-- Recorded information follows --
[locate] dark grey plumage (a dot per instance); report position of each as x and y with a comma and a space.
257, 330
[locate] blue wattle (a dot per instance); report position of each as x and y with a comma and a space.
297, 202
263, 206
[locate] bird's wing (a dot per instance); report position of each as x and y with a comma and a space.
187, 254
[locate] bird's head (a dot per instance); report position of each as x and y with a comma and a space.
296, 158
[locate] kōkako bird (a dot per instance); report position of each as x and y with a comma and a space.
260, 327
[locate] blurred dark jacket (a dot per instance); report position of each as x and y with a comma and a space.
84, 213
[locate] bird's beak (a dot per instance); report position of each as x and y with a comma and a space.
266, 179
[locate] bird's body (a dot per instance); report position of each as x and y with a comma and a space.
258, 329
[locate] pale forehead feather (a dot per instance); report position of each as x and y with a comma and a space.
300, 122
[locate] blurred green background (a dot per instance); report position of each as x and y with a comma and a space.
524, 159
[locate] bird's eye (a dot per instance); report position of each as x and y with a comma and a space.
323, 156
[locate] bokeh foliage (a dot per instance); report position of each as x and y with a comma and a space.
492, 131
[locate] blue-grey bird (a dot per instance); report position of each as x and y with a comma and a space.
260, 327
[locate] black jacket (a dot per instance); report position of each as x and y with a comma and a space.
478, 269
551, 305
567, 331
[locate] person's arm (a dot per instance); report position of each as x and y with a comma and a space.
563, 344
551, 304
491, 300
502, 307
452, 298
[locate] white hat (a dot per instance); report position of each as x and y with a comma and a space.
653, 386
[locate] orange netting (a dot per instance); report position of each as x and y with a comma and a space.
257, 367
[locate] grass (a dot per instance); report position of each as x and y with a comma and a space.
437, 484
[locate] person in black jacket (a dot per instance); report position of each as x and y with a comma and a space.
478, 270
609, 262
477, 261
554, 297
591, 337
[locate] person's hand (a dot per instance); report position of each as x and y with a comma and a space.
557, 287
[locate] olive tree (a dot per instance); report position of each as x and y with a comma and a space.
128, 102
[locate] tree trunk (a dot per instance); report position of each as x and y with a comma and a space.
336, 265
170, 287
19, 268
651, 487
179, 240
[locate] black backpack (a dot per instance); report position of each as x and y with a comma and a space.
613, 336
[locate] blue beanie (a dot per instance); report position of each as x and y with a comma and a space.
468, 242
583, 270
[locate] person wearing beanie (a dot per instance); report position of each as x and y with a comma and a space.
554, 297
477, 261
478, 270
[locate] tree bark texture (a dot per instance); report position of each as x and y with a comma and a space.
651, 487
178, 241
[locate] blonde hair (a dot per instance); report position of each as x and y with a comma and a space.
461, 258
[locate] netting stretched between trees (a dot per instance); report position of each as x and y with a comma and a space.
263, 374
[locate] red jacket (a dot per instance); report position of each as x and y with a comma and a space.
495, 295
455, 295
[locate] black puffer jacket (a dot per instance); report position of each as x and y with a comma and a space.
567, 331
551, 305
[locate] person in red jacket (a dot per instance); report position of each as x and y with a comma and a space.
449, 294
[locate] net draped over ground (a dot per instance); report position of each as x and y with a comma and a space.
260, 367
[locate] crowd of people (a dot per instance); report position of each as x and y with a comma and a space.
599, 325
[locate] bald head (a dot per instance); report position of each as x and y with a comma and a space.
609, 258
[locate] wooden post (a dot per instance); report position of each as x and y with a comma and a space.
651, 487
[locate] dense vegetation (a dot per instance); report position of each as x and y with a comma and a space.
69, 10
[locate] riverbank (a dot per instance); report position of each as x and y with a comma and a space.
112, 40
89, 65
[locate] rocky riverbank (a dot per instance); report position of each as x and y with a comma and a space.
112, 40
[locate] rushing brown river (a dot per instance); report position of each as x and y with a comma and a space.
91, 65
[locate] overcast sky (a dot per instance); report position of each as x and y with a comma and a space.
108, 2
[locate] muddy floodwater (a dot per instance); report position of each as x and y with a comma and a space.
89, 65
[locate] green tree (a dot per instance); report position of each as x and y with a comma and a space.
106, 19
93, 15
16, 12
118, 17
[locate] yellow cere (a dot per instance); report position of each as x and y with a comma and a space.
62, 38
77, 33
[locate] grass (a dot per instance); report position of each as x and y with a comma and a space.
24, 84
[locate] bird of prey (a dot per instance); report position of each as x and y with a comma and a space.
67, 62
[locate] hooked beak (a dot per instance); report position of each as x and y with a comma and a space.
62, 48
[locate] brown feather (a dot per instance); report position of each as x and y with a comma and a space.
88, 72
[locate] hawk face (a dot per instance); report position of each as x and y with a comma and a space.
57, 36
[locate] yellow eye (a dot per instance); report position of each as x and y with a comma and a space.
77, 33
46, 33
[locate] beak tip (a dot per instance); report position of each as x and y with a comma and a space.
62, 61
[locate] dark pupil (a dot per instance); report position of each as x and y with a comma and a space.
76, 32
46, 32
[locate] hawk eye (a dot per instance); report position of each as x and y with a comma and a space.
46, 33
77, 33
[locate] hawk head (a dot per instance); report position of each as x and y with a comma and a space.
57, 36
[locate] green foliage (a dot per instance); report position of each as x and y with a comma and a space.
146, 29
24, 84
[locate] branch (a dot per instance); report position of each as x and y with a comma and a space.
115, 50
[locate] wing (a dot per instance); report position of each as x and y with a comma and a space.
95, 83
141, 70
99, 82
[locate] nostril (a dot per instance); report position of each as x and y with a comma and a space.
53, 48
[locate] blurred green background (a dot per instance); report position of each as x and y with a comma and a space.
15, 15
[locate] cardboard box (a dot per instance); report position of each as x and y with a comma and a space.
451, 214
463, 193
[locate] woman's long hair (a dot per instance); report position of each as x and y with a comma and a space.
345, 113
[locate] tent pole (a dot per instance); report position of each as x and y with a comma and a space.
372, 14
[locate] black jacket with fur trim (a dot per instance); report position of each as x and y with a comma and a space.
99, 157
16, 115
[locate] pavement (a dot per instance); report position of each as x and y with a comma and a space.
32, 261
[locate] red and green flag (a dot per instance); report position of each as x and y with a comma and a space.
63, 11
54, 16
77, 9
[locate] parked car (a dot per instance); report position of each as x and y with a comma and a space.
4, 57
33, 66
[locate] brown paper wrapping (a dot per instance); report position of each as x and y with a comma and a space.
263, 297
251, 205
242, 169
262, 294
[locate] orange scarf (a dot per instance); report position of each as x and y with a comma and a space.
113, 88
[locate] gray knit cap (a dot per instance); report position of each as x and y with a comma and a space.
-- Recorded information concluded --
▶ [Assigned task]:
The response should consist of all the entries, copied without any alteration.

▶ [Response to the task]:
[locate] dark grey plumage (a dot per instance); report position of each as x and y with a comma and a space.
257, 330
[locate] blue wattle (a dot per instance); report position of each as x and y with a comma and a space.
297, 202
263, 206
[locate] bird's wing (a dot per instance); report position of each as x and y with a comma and a space.
187, 254
[locate] bird's head (a dot per instance); report position of each as x and y with a comma and a space.
296, 158
[locate] kōkako bird (a dot per instance); report position of each as x and y with a comma and a space.
260, 327
[locate] blurred dark jacket (a dot per instance); report position of each as x and y with a comma and a space.
84, 213
[locate] bird's beak (a dot per instance); report position of each as x and y with a comma and a space.
266, 179
[locate] bird's body (a dot per instance); report position of each as x and y with a comma and a space.
258, 329
[locate] pale forehead feather (a dot per instance); report position of each as x and y with a comma and a space.
300, 122
[locate] blurred green background (a dot per instance); report position of each as x and y with a comma and a space.
524, 159
[locate] bird's eye (a dot per instance); report position of each as x and y with a comma and a space.
323, 156
[locate] bokeh foliage (a dot per instance); report position of each as x and y with a comma and a space.
492, 131
[locate] blue-grey bird (a dot per instance); report position of each as x and y with a comma and a space.
260, 327
[locate] black jacket (a dot per instance); report position of each as x and y with a comma and a space.
478, 269
551, 305
567, 331
[locate] person's arm (a dot per instance); report position of each as x and y with a comma and a space.
563, 344
551, 304
491, 300
502, 307
452, 298
[locate] white hat (a dot per instance); report position of each as x and y with a comma and a space.
653, 386
[locate] orange netting (a dot per instance); report position of each as x and y with a comma and a space.
257, 367
[locate] grass (a dot per instance); report position of each as x and y with a comma and a space.
437, 484
[locate] person in black jacket (a dot per instance); report position of each as x and y with a comma and a space.
478, 270
609, 262
477, 261
554, 297
591, 337
[locate] person's hand (a dot per instance); report position of each as x and y with a comma and a space.
557, 287
[locate] olive tree (a dot per instance); report position of each as x and y with a comma and a space.
128, 102
[locate] tree trunk (a dot per instance); report position of each as x and y with a comma and a space.
336, 265
170, 287
19, 268
651, 487
179, 240
[locate] black backpack (a dot per instance); report position of each as x and y with a comma and a space.
613, 336
[locate] blue beanie (a dot per instance); report position of each as x and y with a comma and a space.
468, 242
583, 270
[locate] person wearing beanie (a dot per instance); report position of each as x and y with a comma and a space.
554, 297
477, 261
478, 270
[locate] tree bark texture (a dot per instance); report position of each as x and y with a comma and a space.
651, 487
178, 241
[locate] blonde hair (a dot per instance); report position of each as x and y with a comma and a space.
461, 258
[locate] netting stretched between trees (a dot per instance); report position of each as x and y with a comma and a space.
263, 374
[locate] red jacket (a dot per instance); report position of each as x and y with a comma and a space.
495, 295
455, 295
[locate] black puffer jacket (a dot per instance); report position of each as x and y with a comma and a space.
567, 331
551, 305
[locate] person in red jacket (a dot per instance); report position of each as x and y with a comma and a space.
449, 294
[locate] net draped over ground (a dot per instance); report position of each as x and y with a comma and a space.
260, 367
[locate] crowd of people (a dot per instance); report position of each as x and y with a comma and a space.
599, 325
[locate] bald head (a dot per instance); report position of each as x and y with a comma and a space.
609, 258
[locate] wooden post (a dot per instance); report position of each as x and y with a comma and a space.
651, 487
[locate] dense vegetation (a dot per instance); report position of each as x and y with a comma and a space.
69, 10
[locate] riverbank (a dot per instance); report position of each as x and y with a comma and a space.
112, 40
89, 65
[locate] rocky riverbank (a dot per instance); report position of each as x and y with a comma and a space.
112, 40
[locate] rushing brown river (a dot per instance); report position of each as x and y with a comma and a space.
91, 65
[locate] overcast sky (a dot per instance); report position of each as x and y with a comma and a space.
108, 2
[locate] muddy floodwater (a dot per instance); report position of each as x and y with a comma and a space.
89, 65
[locate] green tree (a dot per instance); report position of each as x and y with a comma and a space.
106, 19
93, 15
16, 12
118, 17
[locate] yellow cere (a dot per instance); report position of each as x and y with a comma and a space.
62, 38
77, 33
[locate] grass (a dot per instance); report position of each as x and y with a comma and a space.
24, 84
[locate] bird of prey (a dot per instance); report position of each as x and y with a comma and a space.
67, 62
[locate] hooked beak (a dot per instance); report position of each as x and y with a comma and a space.
62, 48
[locate] brown feather (a dot per instance); report position of each as x and y with a comma and a space.
88, 72
[locate] hawk face (a dot per instance); report position of each as x and y with a comma and a space.
57, 36
[locate] yellow eye (a dot per instance); report position of each as x and y with a comma and a space.
77, 33
46, 33
[locate] beak tip (a dot per instance); report position of each as x and y with a comma and a space.
62, 61
[locate] dark pupil (a dot per instance); report position of each as x and y with a comma and a space.
76, 32
46, 32
[locate] hawk eye (a dot per instance); report position of each as x and y with a comma and a space.
46, 33
77, 33
[locate] hawk head (a dot per instance); report position of each as x and y with a comma and a space.
57, 36
[locate] green foliage (a dot per instance); report position of each as x and y with a comma and a space.
146, 29
24, 84
[locate] branch (a dot per instance); report position of each as x and y with a comma and a space.
115, 50
[locate] wing (a dot per instance); report position of each as x and y with a comma and a space.
95, 83
141, 70
99, 82
[locate] nostril (a dot per instance); report position of each as x and y with a comma and a space.
53, 48
[locate] blurred green background (a dot per instance); report position of each as x and y with a comma and a space.
15, 15
[locate] cardboard box (a dot per instance); report position of each as x and y with a comma and a space.
451, 214
463, 193
[locate] woman's long hair (a dot per instance); report position of each as x and y with a comma and a space.
345, 113
[locate] tent pole (a dot per instance); report position of each as x and y with a comma and a space.
372, 14
[locate] black jacket with fur trim (a dot per instance); report position of each as x and y with a comma and a space.
99, 157
16, 115
[locate] pavement (a dot per instance); report position of each as x and y with a comma and a space.
32, 261
[locate] red and green flag (a dot per instance); report position of each as x and y with a comma and a space.
63, 11
54, 16
77, 9
[locate] parked car (a dot per instance); report position of each as x and y with a comma and a space.
4, 57
33, 66
[locate] brown paper wrapping (a dot per instance); report position of each as x and y with a comma and a space.
263, 297
251, 205
242, 169
262, 294
[locate] orange scarf (a dot per instance); report position of each as x and y with a comma and a space.
113, 88
[locate] gray knit cap (a dot per instance); report position of each as x and y with a comma and a space.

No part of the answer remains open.